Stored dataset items

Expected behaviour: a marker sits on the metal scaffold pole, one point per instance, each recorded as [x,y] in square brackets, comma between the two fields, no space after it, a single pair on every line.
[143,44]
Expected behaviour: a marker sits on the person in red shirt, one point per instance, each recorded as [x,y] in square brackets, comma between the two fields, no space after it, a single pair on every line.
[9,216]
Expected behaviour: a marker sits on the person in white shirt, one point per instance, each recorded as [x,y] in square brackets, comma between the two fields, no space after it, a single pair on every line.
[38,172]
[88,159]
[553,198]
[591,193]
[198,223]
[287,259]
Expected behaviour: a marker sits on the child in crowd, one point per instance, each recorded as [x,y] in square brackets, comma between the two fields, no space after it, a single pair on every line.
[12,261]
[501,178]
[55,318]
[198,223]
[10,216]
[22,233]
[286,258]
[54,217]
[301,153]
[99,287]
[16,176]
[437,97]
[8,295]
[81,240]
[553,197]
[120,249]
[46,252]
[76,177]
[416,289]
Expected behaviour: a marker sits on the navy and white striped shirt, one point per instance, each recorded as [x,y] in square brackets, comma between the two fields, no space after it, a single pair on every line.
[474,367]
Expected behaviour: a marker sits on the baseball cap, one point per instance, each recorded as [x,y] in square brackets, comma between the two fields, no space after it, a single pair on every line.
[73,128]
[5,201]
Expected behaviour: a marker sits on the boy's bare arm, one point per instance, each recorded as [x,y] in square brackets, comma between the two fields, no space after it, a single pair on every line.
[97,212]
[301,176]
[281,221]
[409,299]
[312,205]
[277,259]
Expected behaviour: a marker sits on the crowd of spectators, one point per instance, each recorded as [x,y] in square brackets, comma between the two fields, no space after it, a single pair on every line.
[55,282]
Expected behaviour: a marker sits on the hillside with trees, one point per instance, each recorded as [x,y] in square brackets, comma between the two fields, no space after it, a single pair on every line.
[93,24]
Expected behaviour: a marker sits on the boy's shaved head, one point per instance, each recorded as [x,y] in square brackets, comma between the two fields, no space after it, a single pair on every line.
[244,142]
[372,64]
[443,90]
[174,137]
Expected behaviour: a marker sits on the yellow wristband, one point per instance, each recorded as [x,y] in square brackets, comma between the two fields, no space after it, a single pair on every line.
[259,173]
---
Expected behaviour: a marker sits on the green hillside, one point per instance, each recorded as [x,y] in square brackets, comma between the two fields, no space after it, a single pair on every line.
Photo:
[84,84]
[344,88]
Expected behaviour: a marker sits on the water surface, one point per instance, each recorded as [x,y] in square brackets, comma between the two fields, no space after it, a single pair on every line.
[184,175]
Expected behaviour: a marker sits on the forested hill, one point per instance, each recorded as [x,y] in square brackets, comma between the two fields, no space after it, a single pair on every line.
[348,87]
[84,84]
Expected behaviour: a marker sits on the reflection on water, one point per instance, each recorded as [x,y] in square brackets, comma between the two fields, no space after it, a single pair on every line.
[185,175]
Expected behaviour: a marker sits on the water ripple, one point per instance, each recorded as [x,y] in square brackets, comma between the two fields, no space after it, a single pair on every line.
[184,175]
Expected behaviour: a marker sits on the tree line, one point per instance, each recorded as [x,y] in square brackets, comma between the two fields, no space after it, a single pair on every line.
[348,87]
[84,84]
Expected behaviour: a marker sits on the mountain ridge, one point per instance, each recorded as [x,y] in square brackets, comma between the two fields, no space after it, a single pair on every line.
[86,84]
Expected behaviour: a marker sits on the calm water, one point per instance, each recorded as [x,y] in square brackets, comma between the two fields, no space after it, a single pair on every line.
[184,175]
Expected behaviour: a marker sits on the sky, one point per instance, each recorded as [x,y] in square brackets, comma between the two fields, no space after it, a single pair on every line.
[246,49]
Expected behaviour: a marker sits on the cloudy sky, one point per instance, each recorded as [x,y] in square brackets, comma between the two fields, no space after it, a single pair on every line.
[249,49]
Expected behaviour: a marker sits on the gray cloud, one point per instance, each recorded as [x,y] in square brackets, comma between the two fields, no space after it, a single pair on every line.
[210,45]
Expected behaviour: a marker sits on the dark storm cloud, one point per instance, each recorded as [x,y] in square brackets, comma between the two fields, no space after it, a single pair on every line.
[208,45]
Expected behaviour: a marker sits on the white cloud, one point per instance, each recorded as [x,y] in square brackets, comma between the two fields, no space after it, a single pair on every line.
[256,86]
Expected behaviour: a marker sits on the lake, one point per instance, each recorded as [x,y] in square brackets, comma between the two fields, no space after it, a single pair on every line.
--
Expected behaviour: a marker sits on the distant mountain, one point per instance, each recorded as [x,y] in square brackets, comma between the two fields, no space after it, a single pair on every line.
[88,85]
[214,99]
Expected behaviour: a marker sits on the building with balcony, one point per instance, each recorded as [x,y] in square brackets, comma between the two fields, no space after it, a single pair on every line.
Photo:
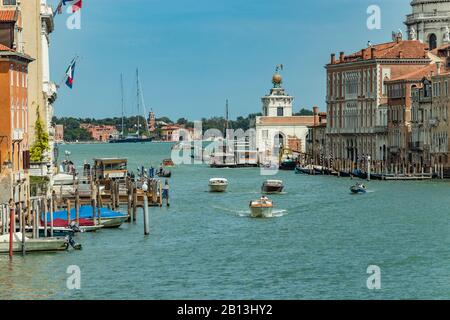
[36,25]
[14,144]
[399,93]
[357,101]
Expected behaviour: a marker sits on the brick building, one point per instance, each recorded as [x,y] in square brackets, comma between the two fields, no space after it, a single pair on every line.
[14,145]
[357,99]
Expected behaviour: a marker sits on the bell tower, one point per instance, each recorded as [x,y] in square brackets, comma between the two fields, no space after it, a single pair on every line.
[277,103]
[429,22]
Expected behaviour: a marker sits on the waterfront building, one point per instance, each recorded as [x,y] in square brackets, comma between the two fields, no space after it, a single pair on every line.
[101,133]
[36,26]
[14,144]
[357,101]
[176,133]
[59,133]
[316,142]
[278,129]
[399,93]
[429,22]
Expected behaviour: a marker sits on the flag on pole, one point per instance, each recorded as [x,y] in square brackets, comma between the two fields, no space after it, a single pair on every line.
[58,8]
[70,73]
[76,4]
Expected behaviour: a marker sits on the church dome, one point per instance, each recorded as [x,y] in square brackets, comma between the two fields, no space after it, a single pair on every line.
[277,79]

> _WHAT THE TASK REQUIRES_:
Swap "marker" for "pin" in everything from the line containing "Expected behaviour: a marker sits on the mountain" down to the line containing "Expected behaviour: a marker sits on the lake, one", leaving all else unchanged. Return only those lines.

> _WRITTEN ANSWER_:
Expected behaviour: a pin sits on the mountain ridge, one point per instance, each recorded as [x,y] in square brackets, comma between the two fields, no space after it, a single pair on every line.
[86,84]
Expected behaviour: a pin sits on the calm water, one point per instance, each recorded as [x,y] in square brackets, comma between the two fields, no space after it, a single pair on every line.
[184,175]
Expected behaviour: a pin sits on the sky, one point per instance, each recorded as [x,y] in square brackets, comma between the two fields, no space after it, a single pair on every line.
[246,49]
Expected behaviour: a pin sits on the cloudy sky, one point per instance, each recorded as [x,y] in square brackets, comma between the two fields, no space after it, a single pair on every line.
[249,49]
Expected behaviour: a pin sits on the gray cloud, one point per instance, each recorded as [x,y] in square brackets, comma between the two fields, no space after it, a single pair on every line.
[210,45]
Expected behaviour: a pin sits on the dark storm cloud, one point per instance, each recorded as [x,y] in square brackets, comma between the two fields, no space after it, a single pair on every line.
[208,45]
Expected behaviour: a pin sits on the white cloud, one point per instance, each recorded as [x,y] in square brackets, comma between the two fields, no space after it, a single pair on every line.
[256,86]
Expected behaviour: a pin sits on the lake, one point per instance, each recorded as [x,y] in square brackets, comma between the two fields, no space after it, a single pair on every line.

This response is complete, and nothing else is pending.